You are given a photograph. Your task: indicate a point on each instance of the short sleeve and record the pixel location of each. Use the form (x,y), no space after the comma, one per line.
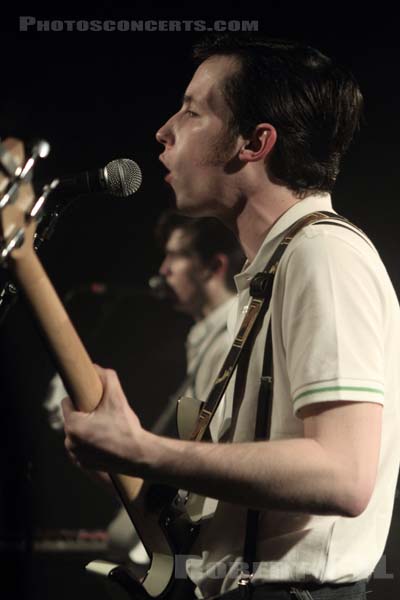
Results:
(333,321)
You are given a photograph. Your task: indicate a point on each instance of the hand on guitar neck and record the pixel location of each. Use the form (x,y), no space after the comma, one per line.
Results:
(110,437)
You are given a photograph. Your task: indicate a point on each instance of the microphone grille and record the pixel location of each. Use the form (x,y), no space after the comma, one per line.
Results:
(123,177)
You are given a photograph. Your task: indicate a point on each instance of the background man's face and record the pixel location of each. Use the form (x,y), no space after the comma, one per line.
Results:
(185,273)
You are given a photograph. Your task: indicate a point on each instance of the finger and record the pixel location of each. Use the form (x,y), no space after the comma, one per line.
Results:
(67,407)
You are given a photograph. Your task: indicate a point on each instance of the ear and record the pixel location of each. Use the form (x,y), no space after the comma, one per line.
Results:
(259,145)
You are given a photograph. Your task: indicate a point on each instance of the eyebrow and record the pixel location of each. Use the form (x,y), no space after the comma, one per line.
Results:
(186,99)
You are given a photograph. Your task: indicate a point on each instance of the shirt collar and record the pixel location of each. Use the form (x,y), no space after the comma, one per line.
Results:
(285,221)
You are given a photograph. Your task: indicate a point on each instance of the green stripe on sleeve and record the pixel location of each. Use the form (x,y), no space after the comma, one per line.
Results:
(334,389)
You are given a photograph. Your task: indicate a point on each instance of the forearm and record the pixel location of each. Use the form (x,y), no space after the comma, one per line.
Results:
(297,474)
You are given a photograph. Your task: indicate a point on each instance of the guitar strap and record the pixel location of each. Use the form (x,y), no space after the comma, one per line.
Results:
(261,291)
(264,408)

------------------------------------------------

## WHAT TO DO:
The whole listing above must be returned exactly as written, with no pictures carried over.

## RESPONSE:
You are given a photograph. Your task: indicate a point on each instance of the short sleeve and record the pixel location of each. Use the form (x,y), no space after the comma, one per line.
Results:
(333,321)
You are given a photograph. Your task: indicate a point on each instance of the hand on guitar neck and record the pixel location of each. Use the form (x,y), no space after the comma, one per line.
Results:
(110,437)
You are given a photograph. Your task: indicate a point on each instance of the microphone grille and record the pixel location of each. Use the form (x,y), no space after the comma, one per line.
Results:
(123,177)
You are given a photograph. Your task: indicate a point on each instance of the background man's face and record the pixel location of each. Use the form (x,y), no space after the comma, one per line.
Results:
(185,273)
You are given a photograph. Your task: indicate a point on each instance of the finger and record the pixel location of each. Use the form (x,y), no space after the comma, one per line.
Results:
(67,407)
You are given a photograph. Your task: indicate a point on each instance of the ear and record the pixel location of each. Use the form (x,y), no space after the comma, one per line.
Results:
(259,145)
You are given a photograph. Your task: indicate a point on each instance of the eyebrow and record the pixel location of each. Use the form (x,y), no space after the comma, one per line.
Results:
(186,99)
You are given a photograph. Your task: indicate a point on each instance of the shirt collar and record the pixel location of each. Use the form (x,y), no space after the comma, one per line.
Results:
(285,221)
You are given a photograph. Your task: indicate a point on each instance of the green stripe on sleeve and record the pixel location of each. Use the form (x,y), no space after the comma, one per line.
Results:
(334,389)
You are given a photograph. Your task: indicate a point on each instance of the forearm and record the pixel location of each. Use the form (x,y), no space after the comma, one per line.
Results:
(297,474)
You are given a photograph. Your task: indicate a point on each instance of the guitar strap and record the pixel location of each. Use the form (x,y), no space after the comma, one per line.
Results:
(261,291)
(264,408)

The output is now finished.